• Short problem 1: Print the part of the window-view thread starting with "i just thought" and going on through "pilgrim (May 29, 2004)".

• Source document:

## begin

# Your window view :)



## anua (May 29, 2004)

hey, 
i've just put some of my 'winter window veiw' pics in photo gallery, but im curious to know what your window views looks like?

i just thought it could be interesting...the view you see every morning when you get up, and every night when you are going to bed...do you think it could determine us a bit?...just curious....

he he, this is mine   
(i hope im not as gloomy as this shots, he he -  )


----------



## pilgrim (May 29, 2004)

woah, that last one is scary! really gives me a sense that I'm up there, and I'm about to fall!

PS: I'm scared of heights


----------



## anua (May 29, 2004)

he he, in fact it was  scary  
(one of my friends, aga , was holding my legs, while i was hanging there to take the pic...at the 6th floor...   )


----------



## mrsid99 (May 31, 2004)

anua said:
			
		

> he he, in fact it was  scary
> (one of my friends, aga , was holding my legs, while i was hanging there to take the pic...at the 6th floor...   )



 That's not a recommended method for finding out who your friends are!
 Neat pics though!


----------



## anua (Jun 6, 2004)

hmmmmm......my english is baaad.........
now im not sure if i've just said what i said, he he he


----------



## danalec99 (Jun 27, 2004)

Do we have a thread on 'Window' yet??


----------



## jadin (Jun 27, 2004)

So i've posted it many times... so sue me


----------



## LaFoto (Jun 28, 2004)

## end

• Entries shown:
## begin

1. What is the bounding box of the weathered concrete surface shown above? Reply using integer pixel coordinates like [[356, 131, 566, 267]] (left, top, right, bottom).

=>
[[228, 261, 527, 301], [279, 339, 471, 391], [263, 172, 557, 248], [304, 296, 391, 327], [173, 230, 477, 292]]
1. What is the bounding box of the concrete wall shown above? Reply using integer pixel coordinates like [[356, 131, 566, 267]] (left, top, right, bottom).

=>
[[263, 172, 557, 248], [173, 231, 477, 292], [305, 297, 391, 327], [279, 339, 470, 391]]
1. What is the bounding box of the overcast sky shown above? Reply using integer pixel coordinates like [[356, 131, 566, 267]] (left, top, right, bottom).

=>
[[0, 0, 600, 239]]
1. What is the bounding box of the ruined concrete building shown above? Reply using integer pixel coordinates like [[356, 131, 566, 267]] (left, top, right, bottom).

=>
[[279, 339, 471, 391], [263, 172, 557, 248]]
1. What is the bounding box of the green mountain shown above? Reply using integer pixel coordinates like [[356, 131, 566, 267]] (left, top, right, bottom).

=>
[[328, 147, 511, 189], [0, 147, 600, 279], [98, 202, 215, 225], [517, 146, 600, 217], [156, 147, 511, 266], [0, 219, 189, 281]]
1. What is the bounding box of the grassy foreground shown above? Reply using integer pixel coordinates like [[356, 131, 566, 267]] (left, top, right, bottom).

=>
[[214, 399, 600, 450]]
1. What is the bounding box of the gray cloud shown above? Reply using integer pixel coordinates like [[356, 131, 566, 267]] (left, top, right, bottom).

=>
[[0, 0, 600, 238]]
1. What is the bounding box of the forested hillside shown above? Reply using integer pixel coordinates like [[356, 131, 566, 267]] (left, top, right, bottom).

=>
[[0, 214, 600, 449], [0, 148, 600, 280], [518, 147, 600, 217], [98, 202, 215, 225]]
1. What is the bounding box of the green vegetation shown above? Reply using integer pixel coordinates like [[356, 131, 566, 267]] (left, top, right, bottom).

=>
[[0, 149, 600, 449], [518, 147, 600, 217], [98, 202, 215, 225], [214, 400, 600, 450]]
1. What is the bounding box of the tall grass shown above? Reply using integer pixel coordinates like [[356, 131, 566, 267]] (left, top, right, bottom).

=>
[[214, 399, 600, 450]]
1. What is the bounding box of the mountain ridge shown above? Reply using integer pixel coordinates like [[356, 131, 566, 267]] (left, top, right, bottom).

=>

## end

• Short problem 2: Report each line of the rows that contains the string "integer". Case counts.

• Written response 1:
i just thought it could be interesting...the view you see every morning when you get up, and every night when you are going to bed...do you think it could determine us a bit?...just curious....

he he, this is mine   
(i hope im not as gloomy as this shots, he he -  )


----------



## pilgrim (May 29, 2004)

• Written response 2:
1. What is the bounding box of the weathered concrete surface shown above? Reply using integer pixel coordinates like [[356, 131, 566, 267]] (left, top, right, bottom).
1. What is the bounding box of the concrete wall shown above? Reply using integer pixel coordinates like [[356, 131, 566, 267]] (left, top, right, bottom).
1. What is the bounding box of the overcast sky shown above? Reply using integer pixel coordinates like [[356, 131, 566, 267]] (left, top, right, bottom).
1. What is the bounding box of the ruined concrete building shown above? Reply using integer pixel coordinates like [[356, 131, 566, 267]] (left, top, right, bottom).
1. What is the bounding box of the green mountain shown above? Reply using integer pixel coordinates like [[356, 131, 566, 267]] (left, top, right, bottom).
1. What is the bounding box of the grassy foreground shown above? Reply using integer pixel coordinates like [[356, 131, 566, 267]] (left, top, right, bottom).
1. What is the bounding box of the gray cloud shown above? Reply using integer pixel coordinates like [[356, 131, 566, 267]] (left, top, right, bottom).
1. What is the bounding box of the forested hillside shown above? Reply using integer pixel coordinates like [[356, 131, 566, 267]] (left, top, right, bottom).
1. What is the bounding box of the green vegetation shown above? Reply using integer pixel coordinates like [[356, 131, 566, 267]] (left, top, right, bottom).
1. What is the bounding box of the tall grass shown above? Reply using integer pixel coordinates like [[356, 131, 566, 267]] (left, top, right, bottom).
1. What is the bounding box of the mountain ridge shown above? Reply using integer pixel coordinates like [[356, 131, 566, 267]] (left, top, right, bottom).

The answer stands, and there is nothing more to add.